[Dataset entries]
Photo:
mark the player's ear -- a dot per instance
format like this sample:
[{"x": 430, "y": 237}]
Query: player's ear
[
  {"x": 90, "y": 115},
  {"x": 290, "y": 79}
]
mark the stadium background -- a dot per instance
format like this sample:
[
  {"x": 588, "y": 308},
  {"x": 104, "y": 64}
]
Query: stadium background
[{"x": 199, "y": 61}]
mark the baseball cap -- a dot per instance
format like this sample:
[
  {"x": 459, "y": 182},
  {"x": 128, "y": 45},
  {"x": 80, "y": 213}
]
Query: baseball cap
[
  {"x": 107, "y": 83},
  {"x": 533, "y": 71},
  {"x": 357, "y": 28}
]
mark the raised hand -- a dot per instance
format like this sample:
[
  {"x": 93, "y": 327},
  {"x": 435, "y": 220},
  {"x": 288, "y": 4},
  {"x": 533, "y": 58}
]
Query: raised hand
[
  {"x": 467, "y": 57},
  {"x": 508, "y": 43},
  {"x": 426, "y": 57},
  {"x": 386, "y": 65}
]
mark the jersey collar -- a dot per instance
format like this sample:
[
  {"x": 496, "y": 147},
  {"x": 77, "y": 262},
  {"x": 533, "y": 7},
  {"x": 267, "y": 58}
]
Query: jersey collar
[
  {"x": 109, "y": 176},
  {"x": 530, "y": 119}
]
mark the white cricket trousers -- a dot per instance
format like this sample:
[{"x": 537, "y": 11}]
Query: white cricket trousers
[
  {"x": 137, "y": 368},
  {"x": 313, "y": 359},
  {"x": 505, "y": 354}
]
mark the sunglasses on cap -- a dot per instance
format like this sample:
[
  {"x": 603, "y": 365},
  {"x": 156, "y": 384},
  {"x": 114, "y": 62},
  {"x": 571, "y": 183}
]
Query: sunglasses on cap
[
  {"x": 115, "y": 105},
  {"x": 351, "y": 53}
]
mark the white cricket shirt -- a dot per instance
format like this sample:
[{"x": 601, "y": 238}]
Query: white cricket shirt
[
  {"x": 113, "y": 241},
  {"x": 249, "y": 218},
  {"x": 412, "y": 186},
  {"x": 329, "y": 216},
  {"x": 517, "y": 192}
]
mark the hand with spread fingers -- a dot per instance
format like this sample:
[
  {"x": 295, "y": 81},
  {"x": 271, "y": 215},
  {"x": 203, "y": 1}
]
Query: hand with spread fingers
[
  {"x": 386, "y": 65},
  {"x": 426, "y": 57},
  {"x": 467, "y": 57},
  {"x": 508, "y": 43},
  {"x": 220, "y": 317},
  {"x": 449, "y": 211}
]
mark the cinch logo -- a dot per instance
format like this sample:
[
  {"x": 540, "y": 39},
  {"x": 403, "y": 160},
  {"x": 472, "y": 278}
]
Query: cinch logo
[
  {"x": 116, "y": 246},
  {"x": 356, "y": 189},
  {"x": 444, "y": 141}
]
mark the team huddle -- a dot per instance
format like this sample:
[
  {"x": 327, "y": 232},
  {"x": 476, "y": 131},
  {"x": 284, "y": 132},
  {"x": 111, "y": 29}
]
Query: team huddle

==

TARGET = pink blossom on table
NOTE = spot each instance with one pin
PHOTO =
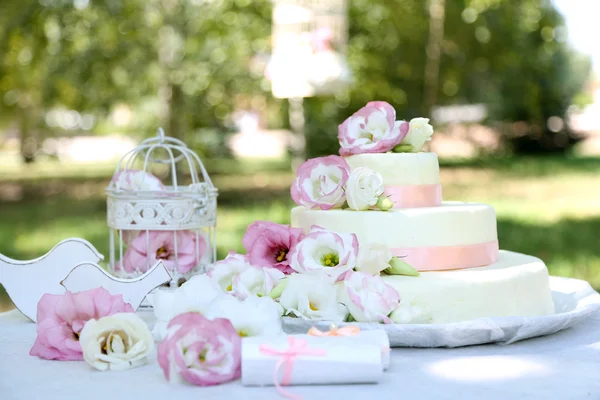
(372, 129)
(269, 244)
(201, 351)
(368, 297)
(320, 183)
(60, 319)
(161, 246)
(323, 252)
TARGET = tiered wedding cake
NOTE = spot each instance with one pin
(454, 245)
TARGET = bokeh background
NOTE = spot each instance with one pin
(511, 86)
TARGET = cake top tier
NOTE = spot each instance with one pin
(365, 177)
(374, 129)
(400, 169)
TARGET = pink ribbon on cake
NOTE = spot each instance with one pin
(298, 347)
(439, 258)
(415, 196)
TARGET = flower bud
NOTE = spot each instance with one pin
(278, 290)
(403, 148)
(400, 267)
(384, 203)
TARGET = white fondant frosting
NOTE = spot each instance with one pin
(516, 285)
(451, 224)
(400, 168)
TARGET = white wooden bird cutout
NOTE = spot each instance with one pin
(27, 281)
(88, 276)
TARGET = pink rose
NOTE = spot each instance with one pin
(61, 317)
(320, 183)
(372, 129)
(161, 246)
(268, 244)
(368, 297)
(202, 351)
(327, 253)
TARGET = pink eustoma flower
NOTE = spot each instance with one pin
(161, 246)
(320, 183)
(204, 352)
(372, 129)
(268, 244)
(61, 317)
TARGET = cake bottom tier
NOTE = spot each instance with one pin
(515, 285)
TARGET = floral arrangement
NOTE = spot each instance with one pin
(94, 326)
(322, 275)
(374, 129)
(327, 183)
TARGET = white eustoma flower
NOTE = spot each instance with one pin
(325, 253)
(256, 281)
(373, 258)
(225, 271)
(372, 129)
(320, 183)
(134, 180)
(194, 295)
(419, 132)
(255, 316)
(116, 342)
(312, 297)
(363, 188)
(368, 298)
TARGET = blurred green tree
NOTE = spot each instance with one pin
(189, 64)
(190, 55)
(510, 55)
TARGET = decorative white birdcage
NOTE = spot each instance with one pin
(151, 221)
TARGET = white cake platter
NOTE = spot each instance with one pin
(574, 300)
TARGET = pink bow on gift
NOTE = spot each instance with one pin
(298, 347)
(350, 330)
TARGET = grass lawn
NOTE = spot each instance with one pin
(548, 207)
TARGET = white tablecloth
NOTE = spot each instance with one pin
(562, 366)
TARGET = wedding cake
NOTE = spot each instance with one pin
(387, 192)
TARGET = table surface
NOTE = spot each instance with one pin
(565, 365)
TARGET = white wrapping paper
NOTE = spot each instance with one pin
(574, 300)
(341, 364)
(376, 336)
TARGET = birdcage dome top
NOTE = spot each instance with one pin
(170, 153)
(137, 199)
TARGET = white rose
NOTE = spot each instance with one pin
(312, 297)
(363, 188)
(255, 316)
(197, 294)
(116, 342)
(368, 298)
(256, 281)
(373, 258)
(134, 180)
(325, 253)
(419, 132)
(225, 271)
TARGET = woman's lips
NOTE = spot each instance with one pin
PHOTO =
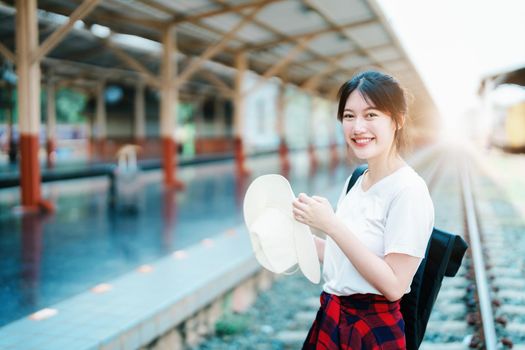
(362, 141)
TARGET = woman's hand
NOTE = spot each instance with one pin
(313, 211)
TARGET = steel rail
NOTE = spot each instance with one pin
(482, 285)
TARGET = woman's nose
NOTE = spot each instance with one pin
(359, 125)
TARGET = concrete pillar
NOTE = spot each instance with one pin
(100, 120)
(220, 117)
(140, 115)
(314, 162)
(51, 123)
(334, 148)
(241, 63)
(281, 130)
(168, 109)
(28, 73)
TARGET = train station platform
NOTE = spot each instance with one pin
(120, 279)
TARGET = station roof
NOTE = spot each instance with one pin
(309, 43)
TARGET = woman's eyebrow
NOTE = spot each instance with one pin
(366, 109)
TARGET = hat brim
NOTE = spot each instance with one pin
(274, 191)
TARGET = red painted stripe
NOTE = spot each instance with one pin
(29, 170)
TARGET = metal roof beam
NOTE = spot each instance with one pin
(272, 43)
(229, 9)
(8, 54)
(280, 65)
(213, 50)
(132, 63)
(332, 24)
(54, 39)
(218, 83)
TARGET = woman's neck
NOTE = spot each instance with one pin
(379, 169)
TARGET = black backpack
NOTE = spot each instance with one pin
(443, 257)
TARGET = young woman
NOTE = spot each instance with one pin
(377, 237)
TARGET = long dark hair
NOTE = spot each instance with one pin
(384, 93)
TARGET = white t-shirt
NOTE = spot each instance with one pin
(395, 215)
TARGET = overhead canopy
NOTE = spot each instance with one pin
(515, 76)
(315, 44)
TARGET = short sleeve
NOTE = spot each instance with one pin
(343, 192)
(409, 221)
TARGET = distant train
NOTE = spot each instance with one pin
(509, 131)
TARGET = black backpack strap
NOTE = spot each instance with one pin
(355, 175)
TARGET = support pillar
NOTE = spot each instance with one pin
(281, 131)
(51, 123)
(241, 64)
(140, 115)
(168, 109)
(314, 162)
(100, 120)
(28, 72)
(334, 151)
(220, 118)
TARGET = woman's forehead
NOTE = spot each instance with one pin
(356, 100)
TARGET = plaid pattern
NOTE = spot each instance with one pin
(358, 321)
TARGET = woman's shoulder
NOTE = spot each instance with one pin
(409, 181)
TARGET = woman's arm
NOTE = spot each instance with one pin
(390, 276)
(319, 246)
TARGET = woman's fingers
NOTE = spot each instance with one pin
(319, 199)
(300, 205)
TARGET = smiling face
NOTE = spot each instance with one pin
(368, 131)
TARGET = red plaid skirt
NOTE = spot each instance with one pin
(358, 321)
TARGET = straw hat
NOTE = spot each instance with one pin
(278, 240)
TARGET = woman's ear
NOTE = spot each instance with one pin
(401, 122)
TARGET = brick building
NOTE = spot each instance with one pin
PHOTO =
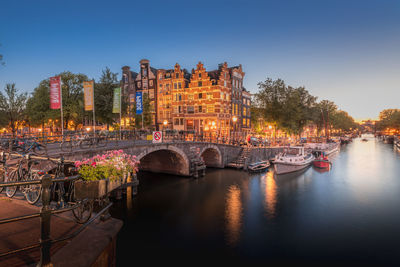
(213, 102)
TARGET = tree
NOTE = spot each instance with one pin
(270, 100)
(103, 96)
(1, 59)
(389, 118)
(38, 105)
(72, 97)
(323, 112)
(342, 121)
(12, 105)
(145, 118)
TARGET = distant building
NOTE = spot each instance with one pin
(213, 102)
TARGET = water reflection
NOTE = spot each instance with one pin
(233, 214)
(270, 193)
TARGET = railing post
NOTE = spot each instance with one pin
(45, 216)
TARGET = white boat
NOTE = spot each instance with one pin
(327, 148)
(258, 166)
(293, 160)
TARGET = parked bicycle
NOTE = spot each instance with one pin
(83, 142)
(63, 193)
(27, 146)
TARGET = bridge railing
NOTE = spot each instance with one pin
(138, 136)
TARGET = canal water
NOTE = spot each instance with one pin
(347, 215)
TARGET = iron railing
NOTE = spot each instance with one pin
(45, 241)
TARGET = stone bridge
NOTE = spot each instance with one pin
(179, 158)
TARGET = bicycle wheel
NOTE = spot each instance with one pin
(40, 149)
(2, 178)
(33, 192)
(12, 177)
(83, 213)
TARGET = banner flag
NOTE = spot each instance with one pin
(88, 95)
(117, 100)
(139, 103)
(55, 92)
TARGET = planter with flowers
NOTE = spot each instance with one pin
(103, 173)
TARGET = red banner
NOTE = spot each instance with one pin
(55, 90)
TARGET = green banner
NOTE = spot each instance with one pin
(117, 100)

WHAT YOU SHOULD DO: Look above for the line containing "Query: hand with spread fingers" and the line containing "Query: team huddle". Transcribe both, with the lines between them, exactly.

REPLY TO THE TASK:
Query: hand with spread fingers
[
  {"x": 386, "y": 65},
  {"x": 426, "y": 57},
  {"x": 467, "y": 57},
  {"x": 508, "y": 43},
  {"x": 220, "y": 317},
  {"x": 449, "y": 211}
]
mark the cinch logo -- a dot per instance
format like this sample:
[
  {"x": 540, "y": 39},
  {"x": 403, "y": 160},
  {"x": 472, "y": 278}
]
Query: cinch logo
[
  {"x": 116, "y": 246},
  {"x": 356, "y": 189},
  {"x": 444, "y": 141}
]
mark the team huddle -- a dot per instance
format like this sample:
[
  {"x": 327, "y": 232},
  {"x": 476, "y": 131},
  {"x": 284, "y": 132},
  {"x": 111, "y": 29}
]
Query: team huddle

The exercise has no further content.